EXERCISES TO COMPLETE »
[1] In the Home Assistant post, what happens if the host is left out of the Wake-on-LAN switch configuration?
[2] Write the next part of the Home Assistant post, picking up after its final sentence.

Putting to sleep and waking up Windows machines with Home Assistant

2024-10-22 tinkering networking windows home-assistant

I begrudgingly tolerate some Windows machines on my network, because some games’ anti cheat malsoftware consider virtual environments cheating. While VMs do make it easier to manipulate the state of a video game to one’s advantage, it’s annoying.

Balancing between power saving and convenience, I want these machines up as quickly as possible when I need them, so I keep them in sleep and wake them up with Wake-on-LAN. Putting them back to sleep via remote desktop is mightily annoying, so I searched for remedies.

The goal🔗

Wake up Windows machines and put them back to sleep, conveniently from Home Assistant.

Thinking out loud, we need a switch entity that does Wake-on-LAN when turning on, and does some sort of remote management operation to suspend Windows when turning off.

Building blocks: Wake-on-LAN🔗

This is available out of the box, requiring file-based configuration:

switch:
  - platform: wake_on_lan
    name: <PC name>
    mac: <PC MAC address>
    host: <PC IP address, used for telling if the entity is on>
    broadcast_address: <network's broadcast address>

The host could be omitted, but then Home Assistant would track the entity state internally, which could drift out of state with reality.

EXTRACTED DATA »

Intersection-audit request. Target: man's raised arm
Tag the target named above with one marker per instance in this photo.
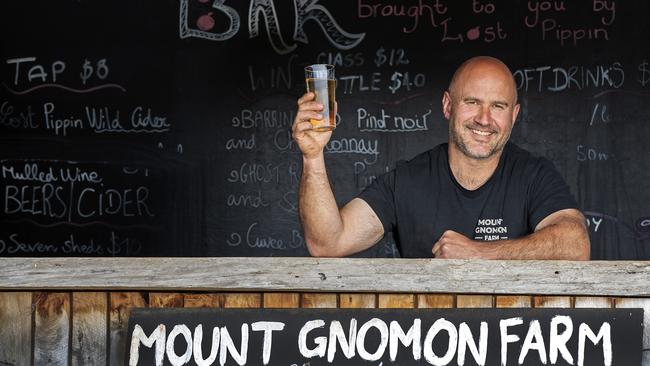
(329, 232)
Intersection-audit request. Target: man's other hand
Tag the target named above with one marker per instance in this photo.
(453, 245)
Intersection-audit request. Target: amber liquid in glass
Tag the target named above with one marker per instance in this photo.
(325, 90)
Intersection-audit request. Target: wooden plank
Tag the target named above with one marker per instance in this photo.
(513, 301)
(435, 301)
(552, 302)
(358, 301)
(120, 305)
(165, 300)
(15, 328)
(203, 300)
(473, 301)
(372, 275)
(242, 300)
(593, 302)
(51, 328)
(396, 301)
(645, 305)
(89, 328)
(281, 300)
(316, 300)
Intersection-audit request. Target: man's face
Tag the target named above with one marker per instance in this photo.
(481, 110)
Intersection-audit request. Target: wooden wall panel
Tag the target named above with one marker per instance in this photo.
(473, 301)
(165, 300)
(242, 300)
(593, 302)
(319, 300)
(16, 328)
(89, 328)
(120, 305)
(281, 300)
(396, 301)
(203, 300)
(513, 301)
(435, 301)
(552, 302)
(357, 301)
(645, 305)
(51, 328)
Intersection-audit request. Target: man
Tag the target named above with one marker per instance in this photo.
(478, 196)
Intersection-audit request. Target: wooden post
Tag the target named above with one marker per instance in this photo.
(52, 328)
(16, 328)
(120, 307)
(89, 328)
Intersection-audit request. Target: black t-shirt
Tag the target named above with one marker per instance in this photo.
(420, 199)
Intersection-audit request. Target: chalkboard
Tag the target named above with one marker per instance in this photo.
(163, 127)
(384, 336)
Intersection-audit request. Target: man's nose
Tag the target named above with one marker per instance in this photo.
(483, 116)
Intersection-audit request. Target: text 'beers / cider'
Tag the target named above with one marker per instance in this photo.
(320, 81)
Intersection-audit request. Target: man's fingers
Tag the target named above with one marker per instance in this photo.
(436, 249)
(302, 127)
(306, 97)
(310, 106)
(307, 115)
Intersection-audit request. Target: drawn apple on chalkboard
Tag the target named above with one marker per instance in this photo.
(205, 22)
(473, 33)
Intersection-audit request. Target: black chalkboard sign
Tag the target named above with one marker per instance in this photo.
(163, 127)
(384, 337)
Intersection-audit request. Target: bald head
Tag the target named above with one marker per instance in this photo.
(482, 66)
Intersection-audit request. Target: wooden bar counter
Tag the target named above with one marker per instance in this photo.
(61, 311)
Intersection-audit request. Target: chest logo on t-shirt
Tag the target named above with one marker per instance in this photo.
(490, 229)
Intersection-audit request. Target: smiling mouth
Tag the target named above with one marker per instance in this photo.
(481, 133)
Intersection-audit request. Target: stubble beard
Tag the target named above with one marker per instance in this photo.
(457, 140)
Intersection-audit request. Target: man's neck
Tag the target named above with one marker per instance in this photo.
(471, 173)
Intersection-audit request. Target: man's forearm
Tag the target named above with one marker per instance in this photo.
(567, 239)
(319, 212)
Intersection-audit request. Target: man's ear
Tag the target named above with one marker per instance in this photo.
(446, 104)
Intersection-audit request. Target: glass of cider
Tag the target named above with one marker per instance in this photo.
(320, 81)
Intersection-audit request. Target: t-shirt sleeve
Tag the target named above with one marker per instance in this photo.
(548, 193)
(380, 196)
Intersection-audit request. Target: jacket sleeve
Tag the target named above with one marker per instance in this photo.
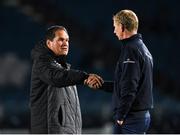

TASK RESULTS »
[1] Home Assistant would track the entity state internally, and that state could drift out of step with reality.

[2]
Building blocks: Suspend as a service🔗

After some digging, I discovered remote-shutdown-pc by Viktar Karpach, which allows performing a preconfigured action like shutdown (or suspend) when receiving a special HTTP request containing a “secret”.

This service uses HTTP transport, so it is by no means secure. I use this exclusively on machines that never leave my home network, and even if someone intercepted traffic, worst they could do would be pausing my gaming session. So, secure enough for my needs.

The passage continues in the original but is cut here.